On Mon, 17 Jul 1995, Florent Guillaume wrote:
> What follows is a patch for Apache 0.8.0 (and Shambhala) that enables
> consistent handling of content-language with MultiViews.
>
> (The new behaviour is much closer to what you can have using CERN's httpd.)
>
> Previously, if you wanted to handle files in several languages, you
> were obliged to have a .var file for each, because mod_mime.c didn't
> know what Content-Language was and so didn't type on language.
>
> I added a per-directory directive AddLanguage which is very similar to
> AddEncoding : it takes a language and a suffix. For example my srm.conf has
>
> AddLanguage fr .fr
> AddLanguage en .en
> AddLanguage de .de
>
> Mod_mime.c now recognizes filenames of the form
> basename.type.lang.encoding, for example chapter1.html.fr.gz is
> correctly typed as text/html with language=fr and encoding=x-gzip. The
> Content-Language is stored in a new field in request_rec, exactly like
> the Content-Encoding.
I really like this, but what resolves name collisions and missing
info between type, lang, and encoding? For example, if I decide to name
all my Framemaker documents .fr, what happens to document.fr?
document.fr.en? document.fr.fr? If type, lang, and encoding shared the
same namespace, *no* problem. In this case, we're using filename
extensions to indicate meta-information other than content-type, which
I'm certainly comfortable with, but the collision issue should be
resolved somehow.

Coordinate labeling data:
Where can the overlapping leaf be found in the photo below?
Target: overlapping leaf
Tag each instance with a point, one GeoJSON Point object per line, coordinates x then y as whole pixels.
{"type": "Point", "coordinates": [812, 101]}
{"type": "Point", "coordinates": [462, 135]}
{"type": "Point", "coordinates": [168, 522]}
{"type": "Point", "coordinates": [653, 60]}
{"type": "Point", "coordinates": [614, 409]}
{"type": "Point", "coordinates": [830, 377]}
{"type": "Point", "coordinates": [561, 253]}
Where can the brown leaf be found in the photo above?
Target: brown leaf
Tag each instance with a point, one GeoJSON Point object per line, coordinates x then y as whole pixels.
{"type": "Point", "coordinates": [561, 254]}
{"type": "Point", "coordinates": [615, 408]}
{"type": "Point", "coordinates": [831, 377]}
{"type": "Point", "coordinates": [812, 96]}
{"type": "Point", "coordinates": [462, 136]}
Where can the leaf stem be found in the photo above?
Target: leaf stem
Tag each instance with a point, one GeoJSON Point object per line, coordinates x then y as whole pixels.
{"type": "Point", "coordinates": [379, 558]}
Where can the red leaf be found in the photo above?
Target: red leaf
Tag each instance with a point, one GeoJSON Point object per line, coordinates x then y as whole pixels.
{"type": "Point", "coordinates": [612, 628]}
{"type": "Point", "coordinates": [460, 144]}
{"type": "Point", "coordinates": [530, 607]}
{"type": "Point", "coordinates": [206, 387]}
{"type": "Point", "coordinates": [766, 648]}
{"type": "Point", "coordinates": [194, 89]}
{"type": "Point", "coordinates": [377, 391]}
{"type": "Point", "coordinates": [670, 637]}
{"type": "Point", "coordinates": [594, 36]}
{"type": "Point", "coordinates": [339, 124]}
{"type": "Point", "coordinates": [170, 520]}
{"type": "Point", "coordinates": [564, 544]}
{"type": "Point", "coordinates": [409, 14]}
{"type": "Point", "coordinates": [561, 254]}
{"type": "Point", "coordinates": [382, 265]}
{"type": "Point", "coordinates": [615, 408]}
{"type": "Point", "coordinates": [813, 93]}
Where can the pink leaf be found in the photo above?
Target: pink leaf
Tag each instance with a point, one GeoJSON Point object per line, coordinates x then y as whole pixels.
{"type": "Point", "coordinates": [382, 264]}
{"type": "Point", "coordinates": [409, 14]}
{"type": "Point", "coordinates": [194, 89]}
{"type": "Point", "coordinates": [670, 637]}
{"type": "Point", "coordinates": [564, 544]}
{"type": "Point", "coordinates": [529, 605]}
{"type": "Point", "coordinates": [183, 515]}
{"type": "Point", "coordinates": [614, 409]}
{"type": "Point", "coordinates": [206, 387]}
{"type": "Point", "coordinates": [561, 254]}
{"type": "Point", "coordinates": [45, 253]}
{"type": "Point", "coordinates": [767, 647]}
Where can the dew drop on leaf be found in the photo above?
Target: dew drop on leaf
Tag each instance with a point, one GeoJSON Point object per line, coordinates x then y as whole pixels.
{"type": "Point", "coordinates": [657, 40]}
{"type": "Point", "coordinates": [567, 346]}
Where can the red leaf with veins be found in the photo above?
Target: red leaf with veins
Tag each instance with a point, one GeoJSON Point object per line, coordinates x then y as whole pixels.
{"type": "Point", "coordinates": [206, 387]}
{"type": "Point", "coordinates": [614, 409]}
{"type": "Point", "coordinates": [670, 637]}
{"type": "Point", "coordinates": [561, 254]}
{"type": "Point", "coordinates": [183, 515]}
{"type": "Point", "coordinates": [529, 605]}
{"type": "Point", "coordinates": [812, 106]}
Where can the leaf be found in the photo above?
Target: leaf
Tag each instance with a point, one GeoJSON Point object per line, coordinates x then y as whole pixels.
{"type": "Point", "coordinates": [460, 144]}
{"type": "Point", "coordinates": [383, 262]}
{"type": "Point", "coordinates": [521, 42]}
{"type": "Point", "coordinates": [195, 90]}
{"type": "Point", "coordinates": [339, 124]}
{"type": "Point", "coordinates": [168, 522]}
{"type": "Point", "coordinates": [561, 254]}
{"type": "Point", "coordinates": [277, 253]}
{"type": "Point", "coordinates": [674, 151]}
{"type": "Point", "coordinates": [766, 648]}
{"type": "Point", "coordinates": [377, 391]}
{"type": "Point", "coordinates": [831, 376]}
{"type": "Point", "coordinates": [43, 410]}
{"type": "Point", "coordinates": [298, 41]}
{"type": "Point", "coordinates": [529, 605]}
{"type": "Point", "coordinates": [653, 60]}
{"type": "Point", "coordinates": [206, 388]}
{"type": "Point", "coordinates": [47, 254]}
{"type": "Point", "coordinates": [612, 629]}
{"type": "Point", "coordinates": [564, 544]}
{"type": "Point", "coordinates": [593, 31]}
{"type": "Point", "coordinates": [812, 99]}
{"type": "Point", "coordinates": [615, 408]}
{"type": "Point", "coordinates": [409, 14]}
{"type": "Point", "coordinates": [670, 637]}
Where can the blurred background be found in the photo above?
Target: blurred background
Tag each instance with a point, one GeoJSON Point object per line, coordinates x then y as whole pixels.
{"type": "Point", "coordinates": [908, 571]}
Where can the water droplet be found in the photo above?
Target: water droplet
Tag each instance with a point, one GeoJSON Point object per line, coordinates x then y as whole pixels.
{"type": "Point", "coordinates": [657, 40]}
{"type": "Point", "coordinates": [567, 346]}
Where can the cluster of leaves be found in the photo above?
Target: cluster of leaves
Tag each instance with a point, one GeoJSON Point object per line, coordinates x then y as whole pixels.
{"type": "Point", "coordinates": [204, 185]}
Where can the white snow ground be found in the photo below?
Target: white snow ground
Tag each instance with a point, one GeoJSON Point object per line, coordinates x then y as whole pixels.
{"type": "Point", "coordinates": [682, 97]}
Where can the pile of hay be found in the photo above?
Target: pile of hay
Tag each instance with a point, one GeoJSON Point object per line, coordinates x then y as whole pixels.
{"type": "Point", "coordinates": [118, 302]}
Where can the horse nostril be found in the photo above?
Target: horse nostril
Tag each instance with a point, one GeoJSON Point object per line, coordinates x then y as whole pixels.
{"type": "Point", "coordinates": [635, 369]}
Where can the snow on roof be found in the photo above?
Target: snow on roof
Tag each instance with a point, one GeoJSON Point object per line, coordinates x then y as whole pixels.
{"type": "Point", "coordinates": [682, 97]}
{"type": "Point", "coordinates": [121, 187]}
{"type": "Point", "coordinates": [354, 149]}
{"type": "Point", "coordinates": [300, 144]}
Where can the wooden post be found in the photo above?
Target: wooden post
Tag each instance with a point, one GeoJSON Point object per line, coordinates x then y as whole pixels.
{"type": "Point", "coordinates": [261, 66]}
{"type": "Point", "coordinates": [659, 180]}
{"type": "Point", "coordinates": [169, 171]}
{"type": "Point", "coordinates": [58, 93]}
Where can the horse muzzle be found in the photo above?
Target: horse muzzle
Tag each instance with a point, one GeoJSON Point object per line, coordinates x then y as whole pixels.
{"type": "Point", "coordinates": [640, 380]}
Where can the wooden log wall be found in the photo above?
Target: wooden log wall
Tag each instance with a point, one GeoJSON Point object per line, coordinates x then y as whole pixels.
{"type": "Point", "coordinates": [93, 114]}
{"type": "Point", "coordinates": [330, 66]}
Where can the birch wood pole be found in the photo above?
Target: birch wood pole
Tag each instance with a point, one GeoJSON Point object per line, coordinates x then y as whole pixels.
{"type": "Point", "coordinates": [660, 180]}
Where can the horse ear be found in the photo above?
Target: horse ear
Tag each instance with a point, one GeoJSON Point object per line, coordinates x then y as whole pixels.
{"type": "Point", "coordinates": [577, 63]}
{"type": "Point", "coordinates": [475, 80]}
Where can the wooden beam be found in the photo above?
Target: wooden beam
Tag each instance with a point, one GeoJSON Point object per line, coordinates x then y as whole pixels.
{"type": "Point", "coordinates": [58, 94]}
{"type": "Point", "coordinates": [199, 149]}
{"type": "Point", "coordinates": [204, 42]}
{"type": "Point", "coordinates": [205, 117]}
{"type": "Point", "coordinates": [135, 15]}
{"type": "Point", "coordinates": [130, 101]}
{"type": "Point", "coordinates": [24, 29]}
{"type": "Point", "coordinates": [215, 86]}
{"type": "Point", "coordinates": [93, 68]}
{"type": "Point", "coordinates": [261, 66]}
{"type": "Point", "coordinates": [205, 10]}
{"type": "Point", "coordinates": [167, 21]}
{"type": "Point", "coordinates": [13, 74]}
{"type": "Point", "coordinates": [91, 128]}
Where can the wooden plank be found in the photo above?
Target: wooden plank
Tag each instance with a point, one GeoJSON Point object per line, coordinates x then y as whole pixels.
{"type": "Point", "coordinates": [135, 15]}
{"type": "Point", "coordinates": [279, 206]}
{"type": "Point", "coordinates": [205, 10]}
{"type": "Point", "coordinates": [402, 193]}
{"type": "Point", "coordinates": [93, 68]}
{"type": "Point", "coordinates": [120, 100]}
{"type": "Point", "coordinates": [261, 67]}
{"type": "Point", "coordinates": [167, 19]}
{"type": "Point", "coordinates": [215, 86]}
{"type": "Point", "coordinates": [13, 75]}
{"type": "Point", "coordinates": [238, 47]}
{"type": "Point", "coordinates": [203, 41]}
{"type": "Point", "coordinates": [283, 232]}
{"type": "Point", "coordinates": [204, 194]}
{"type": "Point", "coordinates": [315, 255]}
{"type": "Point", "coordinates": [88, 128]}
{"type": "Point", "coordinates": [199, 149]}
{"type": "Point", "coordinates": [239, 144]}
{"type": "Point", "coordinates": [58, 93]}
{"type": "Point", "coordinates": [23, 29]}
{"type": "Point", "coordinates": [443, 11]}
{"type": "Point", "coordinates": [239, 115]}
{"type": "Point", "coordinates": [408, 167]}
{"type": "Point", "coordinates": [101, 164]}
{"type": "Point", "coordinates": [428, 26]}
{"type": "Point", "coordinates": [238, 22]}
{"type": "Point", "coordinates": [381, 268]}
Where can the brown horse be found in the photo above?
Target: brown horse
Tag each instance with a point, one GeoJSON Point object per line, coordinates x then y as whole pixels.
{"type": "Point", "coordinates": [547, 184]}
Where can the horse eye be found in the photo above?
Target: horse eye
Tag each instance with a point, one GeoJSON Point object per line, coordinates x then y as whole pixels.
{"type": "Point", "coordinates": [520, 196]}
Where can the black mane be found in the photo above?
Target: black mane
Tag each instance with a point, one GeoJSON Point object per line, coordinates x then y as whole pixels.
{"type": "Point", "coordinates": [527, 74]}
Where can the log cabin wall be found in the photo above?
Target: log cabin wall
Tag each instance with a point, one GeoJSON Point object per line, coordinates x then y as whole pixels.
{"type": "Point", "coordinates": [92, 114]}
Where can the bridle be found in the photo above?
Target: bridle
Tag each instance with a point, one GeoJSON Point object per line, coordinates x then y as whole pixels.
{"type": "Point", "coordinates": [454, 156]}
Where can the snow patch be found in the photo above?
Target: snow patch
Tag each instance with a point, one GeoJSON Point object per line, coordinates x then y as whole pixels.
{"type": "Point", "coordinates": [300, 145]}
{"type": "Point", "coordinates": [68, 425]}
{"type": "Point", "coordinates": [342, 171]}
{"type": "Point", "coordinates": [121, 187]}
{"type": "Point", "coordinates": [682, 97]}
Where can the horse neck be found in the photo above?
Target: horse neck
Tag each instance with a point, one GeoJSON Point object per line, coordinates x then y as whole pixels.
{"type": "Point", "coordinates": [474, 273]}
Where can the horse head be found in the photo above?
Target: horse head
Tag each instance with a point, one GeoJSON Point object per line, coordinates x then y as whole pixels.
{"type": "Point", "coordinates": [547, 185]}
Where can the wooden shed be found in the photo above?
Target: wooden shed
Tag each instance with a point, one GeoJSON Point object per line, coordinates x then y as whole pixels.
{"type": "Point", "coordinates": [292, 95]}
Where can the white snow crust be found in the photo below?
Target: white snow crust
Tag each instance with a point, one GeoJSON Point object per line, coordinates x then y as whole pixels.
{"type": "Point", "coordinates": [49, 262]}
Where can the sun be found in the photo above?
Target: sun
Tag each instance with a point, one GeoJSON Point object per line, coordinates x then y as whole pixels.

- [STATED TASK A]:
Answer these about the Apache patch discussion:
(i) Which Apache version is the patch written for?
(ii) Which existing directive is AddLanguage said to be very similar to?
(iii) What kind of documents does the reply imagine giving the .fr suffix?
- [STATED TASK B]:
Write a continuation of the mailing-list exchange about the Apache language patch, picking up right after its final sentence.

- [RIGHT ANSWER A]:
(i) Apache 0.8.0 (and Shambhala)
(ii) AddEncoding
(iii) Framemaker documents

- [RIGHT ANSWER B]:
Also, it would be tremendous if I could have the flexibility to negotiate
on file type and language and encoding by specifying only the meta-info I
want in the filename - in other words, lets say I have documents in all
the possible variations of
basename.[html,txt,pdf].[en,fr,jp].[gz,Z,uu]
Right now with content-negotiation, if I have an index.html and an
index.html3, then I can simply point a resource locator to "index" and
negotiation happens, but I can also defeat negotiation by explicitly
linking to "index.html3" if I wanted to make sure someone got the 3.0
version.
Let's say for the above 9 versions of the document I wanted to
be able to specify which variables are mandatory. If I didn't care at
all which document was fetched, I'd create a link to "basename". If I
wanted specifically the gzip'd french PDF, I'd make a link to
"basename.pdf.fr.gzip". Now, let's say I want to make a link to all
french variants explicit, yet let the client/server negotiate on their
own as to encoding and content-type preferences. I'd like to then link
to "basename.fr". Or, I specifically want the uuencoded PDF's, but I
don't care what language: "basename.pdf.gz".
Thoughts? If we ensure there's no namespace collisions between mime
type extensions and filename extensions and encoding extension then this
is easy. If not....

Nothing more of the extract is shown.